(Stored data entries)

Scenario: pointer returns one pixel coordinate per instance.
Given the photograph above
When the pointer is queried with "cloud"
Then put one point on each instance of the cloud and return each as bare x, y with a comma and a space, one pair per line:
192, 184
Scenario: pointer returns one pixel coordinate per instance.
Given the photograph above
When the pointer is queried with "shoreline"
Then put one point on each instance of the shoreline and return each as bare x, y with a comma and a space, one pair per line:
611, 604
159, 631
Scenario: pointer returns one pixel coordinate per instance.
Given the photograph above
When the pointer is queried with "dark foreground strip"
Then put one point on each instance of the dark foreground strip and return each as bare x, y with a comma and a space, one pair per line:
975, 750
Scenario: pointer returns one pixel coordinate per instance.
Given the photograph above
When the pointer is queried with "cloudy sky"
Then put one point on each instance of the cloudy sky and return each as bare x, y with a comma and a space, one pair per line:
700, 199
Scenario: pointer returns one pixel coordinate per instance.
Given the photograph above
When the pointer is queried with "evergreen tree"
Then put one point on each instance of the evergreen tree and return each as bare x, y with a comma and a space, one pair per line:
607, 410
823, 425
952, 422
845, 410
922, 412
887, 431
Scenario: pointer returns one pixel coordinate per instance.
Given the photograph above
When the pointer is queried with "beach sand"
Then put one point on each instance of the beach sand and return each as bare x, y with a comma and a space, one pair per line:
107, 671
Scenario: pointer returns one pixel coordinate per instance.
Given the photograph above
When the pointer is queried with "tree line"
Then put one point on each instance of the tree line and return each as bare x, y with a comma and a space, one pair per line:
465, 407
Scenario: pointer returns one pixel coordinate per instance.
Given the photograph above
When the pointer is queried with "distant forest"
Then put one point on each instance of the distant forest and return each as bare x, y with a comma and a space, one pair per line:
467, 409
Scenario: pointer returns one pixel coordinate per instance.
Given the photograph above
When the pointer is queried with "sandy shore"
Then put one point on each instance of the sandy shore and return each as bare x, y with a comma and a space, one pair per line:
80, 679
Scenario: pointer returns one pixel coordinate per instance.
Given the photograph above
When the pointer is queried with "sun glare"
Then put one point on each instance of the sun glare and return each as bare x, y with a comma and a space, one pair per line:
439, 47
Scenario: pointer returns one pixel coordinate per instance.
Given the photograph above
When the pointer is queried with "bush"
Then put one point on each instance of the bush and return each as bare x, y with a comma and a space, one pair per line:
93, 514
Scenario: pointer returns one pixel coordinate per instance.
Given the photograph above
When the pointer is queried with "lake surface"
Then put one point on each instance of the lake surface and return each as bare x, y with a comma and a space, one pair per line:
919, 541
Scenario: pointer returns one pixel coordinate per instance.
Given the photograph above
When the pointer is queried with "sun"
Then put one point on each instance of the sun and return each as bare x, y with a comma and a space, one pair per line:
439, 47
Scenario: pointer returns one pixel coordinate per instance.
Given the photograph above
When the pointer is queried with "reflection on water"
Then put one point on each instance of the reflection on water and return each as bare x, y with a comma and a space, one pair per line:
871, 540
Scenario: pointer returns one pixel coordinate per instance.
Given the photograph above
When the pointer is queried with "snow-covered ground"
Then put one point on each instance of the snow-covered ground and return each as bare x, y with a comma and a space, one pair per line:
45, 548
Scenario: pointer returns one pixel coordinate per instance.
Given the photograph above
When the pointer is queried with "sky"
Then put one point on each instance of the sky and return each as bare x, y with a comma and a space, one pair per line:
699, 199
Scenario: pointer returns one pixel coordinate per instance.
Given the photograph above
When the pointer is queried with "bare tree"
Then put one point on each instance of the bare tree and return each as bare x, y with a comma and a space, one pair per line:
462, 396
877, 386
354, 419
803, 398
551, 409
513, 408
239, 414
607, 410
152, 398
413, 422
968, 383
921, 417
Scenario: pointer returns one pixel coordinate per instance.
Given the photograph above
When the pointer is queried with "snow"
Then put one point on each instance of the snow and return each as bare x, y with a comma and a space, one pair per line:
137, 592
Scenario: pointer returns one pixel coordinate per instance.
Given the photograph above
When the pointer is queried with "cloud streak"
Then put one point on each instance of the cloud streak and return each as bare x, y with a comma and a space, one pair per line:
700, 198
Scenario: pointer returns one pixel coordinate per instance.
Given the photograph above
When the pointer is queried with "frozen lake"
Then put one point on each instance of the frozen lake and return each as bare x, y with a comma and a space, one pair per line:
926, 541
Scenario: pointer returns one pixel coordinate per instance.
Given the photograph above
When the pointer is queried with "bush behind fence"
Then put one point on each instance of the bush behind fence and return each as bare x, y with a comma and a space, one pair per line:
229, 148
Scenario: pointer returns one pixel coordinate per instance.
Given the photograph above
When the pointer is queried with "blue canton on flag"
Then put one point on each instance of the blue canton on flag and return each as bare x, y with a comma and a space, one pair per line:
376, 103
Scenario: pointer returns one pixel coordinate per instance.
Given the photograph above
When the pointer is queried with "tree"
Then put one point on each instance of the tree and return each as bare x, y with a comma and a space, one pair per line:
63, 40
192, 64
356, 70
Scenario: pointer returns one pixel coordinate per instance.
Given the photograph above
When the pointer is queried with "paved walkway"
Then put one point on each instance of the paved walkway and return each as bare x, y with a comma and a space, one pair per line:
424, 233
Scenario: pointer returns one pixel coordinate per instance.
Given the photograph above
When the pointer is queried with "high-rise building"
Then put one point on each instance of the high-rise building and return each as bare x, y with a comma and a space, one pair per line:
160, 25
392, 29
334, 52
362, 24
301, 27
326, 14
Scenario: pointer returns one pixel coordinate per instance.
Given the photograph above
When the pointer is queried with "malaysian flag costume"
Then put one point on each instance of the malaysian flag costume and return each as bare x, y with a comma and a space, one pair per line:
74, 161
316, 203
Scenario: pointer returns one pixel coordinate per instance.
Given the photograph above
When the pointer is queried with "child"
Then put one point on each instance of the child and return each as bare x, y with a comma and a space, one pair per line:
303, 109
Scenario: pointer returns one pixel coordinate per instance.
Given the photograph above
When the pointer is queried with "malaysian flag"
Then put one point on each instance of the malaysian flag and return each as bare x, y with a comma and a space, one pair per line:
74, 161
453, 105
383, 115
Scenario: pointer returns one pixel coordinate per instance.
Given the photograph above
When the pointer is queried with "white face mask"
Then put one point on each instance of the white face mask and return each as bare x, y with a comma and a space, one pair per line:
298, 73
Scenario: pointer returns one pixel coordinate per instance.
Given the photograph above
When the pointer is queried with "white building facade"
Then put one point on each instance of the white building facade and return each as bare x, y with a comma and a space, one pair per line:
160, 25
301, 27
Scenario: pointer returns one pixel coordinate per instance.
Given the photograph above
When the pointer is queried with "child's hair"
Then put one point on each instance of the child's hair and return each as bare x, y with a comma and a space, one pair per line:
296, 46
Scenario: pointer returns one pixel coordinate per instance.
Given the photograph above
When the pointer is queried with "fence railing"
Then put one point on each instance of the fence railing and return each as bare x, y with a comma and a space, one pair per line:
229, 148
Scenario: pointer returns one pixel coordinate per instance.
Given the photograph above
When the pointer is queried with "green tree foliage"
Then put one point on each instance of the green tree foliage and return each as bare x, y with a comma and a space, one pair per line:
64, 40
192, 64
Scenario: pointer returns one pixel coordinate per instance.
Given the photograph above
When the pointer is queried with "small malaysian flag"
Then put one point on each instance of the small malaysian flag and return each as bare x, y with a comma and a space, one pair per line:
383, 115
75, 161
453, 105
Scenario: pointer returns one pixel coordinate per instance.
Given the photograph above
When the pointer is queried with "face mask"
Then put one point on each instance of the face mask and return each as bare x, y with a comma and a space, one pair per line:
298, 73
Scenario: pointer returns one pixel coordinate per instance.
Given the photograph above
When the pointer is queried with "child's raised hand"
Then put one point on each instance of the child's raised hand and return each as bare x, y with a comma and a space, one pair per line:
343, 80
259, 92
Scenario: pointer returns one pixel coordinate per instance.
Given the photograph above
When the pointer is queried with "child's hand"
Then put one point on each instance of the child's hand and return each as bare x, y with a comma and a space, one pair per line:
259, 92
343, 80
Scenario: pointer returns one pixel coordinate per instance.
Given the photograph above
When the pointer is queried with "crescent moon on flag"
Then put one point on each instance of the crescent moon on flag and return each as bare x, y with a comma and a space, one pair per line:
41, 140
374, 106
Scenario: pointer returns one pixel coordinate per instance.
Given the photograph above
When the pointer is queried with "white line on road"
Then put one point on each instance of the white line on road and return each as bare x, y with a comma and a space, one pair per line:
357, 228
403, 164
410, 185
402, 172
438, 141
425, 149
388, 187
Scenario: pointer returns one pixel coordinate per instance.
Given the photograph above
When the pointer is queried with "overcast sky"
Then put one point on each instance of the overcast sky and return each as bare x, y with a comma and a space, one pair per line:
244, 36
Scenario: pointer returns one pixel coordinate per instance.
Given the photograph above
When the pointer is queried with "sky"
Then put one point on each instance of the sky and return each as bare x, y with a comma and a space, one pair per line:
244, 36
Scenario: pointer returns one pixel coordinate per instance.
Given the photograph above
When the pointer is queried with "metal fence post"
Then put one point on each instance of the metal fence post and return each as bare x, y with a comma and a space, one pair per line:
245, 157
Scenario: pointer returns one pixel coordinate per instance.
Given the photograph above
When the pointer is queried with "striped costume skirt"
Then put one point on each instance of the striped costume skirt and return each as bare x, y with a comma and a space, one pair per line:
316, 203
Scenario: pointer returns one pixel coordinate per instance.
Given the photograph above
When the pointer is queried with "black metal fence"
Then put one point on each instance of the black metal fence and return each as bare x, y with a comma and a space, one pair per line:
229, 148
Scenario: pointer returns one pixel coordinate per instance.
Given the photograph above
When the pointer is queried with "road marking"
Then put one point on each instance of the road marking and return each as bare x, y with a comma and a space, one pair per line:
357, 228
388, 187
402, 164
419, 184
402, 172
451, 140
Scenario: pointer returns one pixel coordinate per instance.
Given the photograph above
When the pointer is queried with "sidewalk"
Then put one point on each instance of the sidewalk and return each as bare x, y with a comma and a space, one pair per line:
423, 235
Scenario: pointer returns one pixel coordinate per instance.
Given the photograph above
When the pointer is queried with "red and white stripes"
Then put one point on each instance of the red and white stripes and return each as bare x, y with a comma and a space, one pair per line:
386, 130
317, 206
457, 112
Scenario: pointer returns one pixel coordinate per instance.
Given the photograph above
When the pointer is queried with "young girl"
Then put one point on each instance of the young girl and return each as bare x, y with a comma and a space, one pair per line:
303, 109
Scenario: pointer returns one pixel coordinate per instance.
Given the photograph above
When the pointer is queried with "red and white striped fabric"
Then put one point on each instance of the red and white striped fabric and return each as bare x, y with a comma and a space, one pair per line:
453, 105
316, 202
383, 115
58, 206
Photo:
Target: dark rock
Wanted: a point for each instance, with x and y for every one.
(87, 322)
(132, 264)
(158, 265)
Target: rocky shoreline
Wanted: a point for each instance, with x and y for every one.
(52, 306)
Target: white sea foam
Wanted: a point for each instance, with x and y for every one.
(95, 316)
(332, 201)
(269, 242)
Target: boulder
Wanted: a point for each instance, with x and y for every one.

PROBLEM TO WORK ON: Copy out each line of the records where the word "Target" appears.

RESPONSE FOR THIS EXERCISE:
Target: dark rock
Target: rocky shoreline
Target: white sea foam
Target: boulder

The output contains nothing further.